GIVEN PASSAGE:
══════════
Becky: Are these traps, pheromonal traps specific to the--
Lewis: No, no. The traps--
Becky: I just saw him shake his head no. [laughs]
Lewis: Yes, sorry.
Becky: That's okay.
Lewis: The traps currently being used are a mixture that the Georgia Department of Ag have been standardizing. They've tested a bunch of different stuff, and by far what they found to be the most useful so far is what they're calling this Georgia juice mixture, which is specifically brown sugar and grape juice and allowing it to ferment a little bit. We know that these things will visit rotting fruit very gladly, and so that tends to be a good detection. Now there's some bycatch as there would be with any sort of mixture like that, but a lot of other insects aren't very good at getting into the style of trap that GDA rather-- a lot of the insects aren't good at getting into the style of trap that GDA are using.
What's nice about the style they're able to use is it's like a bucket where once they find a hornet in that juice, they empty it out and then they replace it with a dry protein bit they will allow the hornet to take back to their nest, and then they begin this, what they're calling hornet lining triangulation process, exactly as you would when you are bee lining to find a wild nest. They've got very good at it, I have to say.
Becky: That's impressive.
Lewis: I think average times now, if my understanding and recollection is right, is that if they find hornets in an apiary, they're often able to find and destroy the nest within about six days on average. Some are significantly faster than that, which is a real skill, honestly.
Jeff: What's the impact to beekeepers at this point in Georgia and the Southeast?
Lewis: They have not dispersed very far, which means I'm not willing yet to start making statements about impacts on beekeeping because we really haven't observed them in our major beekeeping regions. They've been a problem for our beekeepers in Savannah when encountered. Very famously, the Savannah Beekeeping Company had quite severe hawking in that very first year at their demonstration apiary, one of their major shop fronts.
I know some of our commercial beekeepers who routinely move apiaries to the Georgia Coast and Savannah have withheld to doing that because of the risk of these things, which, obviously, does have an economic impact. It's a little bit more complicated when it's beekeeper decision-making for me as a scientist to necessarily quantify, but it's obvious that these things are going to have an impact.
══════════
RECORD EXTRACTS:
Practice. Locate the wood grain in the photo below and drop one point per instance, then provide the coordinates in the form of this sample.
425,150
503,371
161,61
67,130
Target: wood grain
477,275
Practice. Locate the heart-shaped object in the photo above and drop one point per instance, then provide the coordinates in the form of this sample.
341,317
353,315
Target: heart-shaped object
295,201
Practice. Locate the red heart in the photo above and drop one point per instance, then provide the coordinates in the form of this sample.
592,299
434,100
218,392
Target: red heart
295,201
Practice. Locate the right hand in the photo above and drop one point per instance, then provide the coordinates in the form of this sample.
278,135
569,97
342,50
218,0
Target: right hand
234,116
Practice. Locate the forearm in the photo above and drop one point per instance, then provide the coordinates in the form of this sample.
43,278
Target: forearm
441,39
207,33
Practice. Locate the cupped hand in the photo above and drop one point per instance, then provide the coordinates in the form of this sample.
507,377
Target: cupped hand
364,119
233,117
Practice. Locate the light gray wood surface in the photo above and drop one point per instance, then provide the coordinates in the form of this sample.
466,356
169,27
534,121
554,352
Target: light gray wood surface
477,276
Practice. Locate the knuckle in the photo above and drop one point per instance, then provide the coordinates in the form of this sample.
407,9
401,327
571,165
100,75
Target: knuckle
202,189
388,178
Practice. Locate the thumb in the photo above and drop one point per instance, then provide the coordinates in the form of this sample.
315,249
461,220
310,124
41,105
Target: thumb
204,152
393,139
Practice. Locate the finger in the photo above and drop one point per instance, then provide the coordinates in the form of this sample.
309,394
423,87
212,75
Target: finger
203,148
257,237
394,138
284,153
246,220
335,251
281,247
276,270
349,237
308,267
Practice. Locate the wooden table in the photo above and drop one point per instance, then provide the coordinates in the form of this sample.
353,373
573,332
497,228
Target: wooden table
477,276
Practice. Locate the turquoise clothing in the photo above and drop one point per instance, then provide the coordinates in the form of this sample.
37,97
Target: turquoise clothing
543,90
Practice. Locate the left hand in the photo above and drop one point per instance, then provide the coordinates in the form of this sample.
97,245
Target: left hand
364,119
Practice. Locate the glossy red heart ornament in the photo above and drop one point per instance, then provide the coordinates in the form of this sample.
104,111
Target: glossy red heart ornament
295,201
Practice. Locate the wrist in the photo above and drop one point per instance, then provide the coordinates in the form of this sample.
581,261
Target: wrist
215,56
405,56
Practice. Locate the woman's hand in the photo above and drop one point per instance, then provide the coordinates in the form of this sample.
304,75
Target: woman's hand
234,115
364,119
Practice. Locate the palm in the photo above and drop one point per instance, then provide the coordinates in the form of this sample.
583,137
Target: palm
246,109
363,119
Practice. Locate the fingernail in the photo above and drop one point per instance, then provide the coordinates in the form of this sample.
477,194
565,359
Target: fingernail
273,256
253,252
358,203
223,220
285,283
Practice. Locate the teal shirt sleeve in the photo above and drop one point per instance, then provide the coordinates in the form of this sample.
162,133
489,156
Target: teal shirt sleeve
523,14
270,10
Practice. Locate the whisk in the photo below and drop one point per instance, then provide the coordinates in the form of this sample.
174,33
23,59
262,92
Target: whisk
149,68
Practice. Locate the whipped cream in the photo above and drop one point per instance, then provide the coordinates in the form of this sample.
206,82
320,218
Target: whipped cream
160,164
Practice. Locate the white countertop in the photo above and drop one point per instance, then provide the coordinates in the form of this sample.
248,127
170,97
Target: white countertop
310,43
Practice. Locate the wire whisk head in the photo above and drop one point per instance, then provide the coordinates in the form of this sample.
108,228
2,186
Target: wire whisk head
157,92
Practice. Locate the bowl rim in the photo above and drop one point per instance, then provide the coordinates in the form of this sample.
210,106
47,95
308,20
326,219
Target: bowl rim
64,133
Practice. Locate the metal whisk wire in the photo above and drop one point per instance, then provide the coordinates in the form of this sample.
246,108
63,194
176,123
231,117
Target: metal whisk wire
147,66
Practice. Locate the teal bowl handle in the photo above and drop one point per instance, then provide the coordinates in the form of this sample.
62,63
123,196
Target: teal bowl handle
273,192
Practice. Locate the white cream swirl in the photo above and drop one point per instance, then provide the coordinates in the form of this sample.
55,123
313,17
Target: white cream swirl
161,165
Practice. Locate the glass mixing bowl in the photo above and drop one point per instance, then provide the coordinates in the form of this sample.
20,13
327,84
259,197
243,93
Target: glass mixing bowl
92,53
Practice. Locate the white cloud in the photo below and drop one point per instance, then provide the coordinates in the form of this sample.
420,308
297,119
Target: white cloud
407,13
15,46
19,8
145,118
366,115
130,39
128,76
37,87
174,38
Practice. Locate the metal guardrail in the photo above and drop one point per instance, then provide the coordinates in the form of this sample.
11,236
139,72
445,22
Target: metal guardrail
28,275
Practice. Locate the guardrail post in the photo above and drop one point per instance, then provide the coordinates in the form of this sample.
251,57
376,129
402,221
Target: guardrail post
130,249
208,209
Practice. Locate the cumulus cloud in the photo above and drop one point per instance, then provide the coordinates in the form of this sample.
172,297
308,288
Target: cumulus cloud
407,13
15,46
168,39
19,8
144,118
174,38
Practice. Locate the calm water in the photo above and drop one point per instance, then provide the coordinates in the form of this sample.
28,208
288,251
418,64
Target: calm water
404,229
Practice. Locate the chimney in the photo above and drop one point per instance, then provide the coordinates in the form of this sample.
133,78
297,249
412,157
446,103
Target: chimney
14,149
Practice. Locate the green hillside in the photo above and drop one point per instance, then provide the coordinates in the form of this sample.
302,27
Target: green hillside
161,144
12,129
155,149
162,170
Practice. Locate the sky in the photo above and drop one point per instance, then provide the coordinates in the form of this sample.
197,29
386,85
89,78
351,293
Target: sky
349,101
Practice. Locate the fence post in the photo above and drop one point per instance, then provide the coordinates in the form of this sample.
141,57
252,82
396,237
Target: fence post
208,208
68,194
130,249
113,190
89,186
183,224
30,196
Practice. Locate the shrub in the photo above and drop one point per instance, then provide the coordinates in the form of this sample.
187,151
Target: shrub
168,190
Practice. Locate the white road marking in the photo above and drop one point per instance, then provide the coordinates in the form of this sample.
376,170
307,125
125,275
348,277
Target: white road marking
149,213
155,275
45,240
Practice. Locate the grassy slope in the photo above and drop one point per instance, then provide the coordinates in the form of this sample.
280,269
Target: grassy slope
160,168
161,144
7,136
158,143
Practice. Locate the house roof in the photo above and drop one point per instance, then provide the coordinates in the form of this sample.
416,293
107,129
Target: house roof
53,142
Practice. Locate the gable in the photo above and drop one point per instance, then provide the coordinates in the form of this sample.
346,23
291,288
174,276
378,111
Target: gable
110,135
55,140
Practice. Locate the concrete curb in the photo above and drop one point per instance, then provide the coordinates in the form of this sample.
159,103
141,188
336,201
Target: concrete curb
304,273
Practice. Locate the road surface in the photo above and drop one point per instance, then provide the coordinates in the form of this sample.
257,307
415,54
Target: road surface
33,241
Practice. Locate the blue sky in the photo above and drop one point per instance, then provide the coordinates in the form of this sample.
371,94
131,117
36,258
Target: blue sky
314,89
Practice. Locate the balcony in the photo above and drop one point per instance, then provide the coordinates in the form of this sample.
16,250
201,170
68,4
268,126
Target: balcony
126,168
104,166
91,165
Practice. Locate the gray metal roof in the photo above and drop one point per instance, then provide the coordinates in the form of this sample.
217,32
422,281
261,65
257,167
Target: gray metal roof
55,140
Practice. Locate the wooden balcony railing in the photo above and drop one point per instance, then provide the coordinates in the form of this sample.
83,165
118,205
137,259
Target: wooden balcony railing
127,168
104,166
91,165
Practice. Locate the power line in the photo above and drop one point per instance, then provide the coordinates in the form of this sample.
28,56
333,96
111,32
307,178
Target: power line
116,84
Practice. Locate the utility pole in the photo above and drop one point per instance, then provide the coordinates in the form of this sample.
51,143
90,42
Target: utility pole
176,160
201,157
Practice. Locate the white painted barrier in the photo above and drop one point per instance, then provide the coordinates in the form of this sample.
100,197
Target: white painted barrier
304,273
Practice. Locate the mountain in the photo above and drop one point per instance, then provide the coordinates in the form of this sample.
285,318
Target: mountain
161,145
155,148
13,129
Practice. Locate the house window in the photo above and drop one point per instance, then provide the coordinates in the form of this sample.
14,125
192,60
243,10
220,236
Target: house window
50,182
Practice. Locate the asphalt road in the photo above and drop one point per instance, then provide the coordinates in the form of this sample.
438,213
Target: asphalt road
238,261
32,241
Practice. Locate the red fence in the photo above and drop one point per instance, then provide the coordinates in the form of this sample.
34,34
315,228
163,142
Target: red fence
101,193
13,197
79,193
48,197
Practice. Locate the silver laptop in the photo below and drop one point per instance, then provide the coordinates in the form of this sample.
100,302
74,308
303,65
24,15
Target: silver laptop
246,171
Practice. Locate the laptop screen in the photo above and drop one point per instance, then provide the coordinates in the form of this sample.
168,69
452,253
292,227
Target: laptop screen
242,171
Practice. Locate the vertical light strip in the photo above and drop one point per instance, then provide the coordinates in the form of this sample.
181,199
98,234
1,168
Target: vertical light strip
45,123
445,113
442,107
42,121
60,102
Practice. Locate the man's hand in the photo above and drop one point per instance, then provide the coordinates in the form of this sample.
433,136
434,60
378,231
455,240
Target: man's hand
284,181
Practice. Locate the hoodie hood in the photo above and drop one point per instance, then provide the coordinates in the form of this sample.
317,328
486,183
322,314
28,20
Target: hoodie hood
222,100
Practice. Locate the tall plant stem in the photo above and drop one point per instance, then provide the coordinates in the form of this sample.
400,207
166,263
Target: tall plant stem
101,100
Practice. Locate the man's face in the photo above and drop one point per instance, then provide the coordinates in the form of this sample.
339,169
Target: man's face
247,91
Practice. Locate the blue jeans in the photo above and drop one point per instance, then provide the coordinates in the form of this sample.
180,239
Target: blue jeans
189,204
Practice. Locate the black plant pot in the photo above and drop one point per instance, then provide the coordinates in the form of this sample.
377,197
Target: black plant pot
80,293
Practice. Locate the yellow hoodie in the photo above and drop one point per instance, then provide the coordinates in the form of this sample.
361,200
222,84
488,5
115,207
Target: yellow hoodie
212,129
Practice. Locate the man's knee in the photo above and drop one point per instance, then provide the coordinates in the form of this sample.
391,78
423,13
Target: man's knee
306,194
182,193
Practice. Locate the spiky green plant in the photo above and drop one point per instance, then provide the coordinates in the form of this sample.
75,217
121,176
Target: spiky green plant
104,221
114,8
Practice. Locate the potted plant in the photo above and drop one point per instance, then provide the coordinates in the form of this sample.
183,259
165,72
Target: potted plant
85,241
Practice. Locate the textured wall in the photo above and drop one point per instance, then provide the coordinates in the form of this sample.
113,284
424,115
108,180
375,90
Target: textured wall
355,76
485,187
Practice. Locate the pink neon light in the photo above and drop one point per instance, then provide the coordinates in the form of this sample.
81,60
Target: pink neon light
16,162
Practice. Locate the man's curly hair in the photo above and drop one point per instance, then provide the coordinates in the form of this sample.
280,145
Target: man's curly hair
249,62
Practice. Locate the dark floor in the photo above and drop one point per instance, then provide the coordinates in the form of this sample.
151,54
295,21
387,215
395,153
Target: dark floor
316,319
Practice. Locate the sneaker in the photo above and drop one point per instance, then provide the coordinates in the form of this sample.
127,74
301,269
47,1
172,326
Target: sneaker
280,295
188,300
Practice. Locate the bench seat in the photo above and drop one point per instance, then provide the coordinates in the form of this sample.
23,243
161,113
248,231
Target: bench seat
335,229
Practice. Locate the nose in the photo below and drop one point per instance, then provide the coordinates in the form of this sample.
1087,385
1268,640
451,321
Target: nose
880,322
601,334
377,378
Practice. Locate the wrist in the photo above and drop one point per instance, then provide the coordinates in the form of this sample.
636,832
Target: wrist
══════════
TASK PROMPT: Extract the portion of the hornet interview starting at "Becky: Are these" and ending at "GDA are using.", copying it word for word. The rows were drawn from a separate source.

WRITTEN REPLY:
Becky: Are these traps, pheromonal traps specific to the--
Lewis: No, no. The traps--
Becky: I just saw him shake his head no. [laughs]
Lewis: Yes, sorry.
Becky: That's okay.
Lewis: The traps currently being used are a mixture that the Georgia Department of Ag have been standardizing. They've tested a bunch of different stuff, and by far what they found to be the most useful so far is what they're calling this Georgia juice mixture, which is specifically brown sugar and grape juice and allowing it to ferment a little bit. We know that these things will visit rotting fruit very gladly, and so that tends to be a good detection. Now there's some bycatch as there would be with any sort of mixture like that, but a lot of other insects aren't very good at getting into the style of trap that GDA rather-- a lot of the insects aren't good at getting into the style of trap that GDA are using.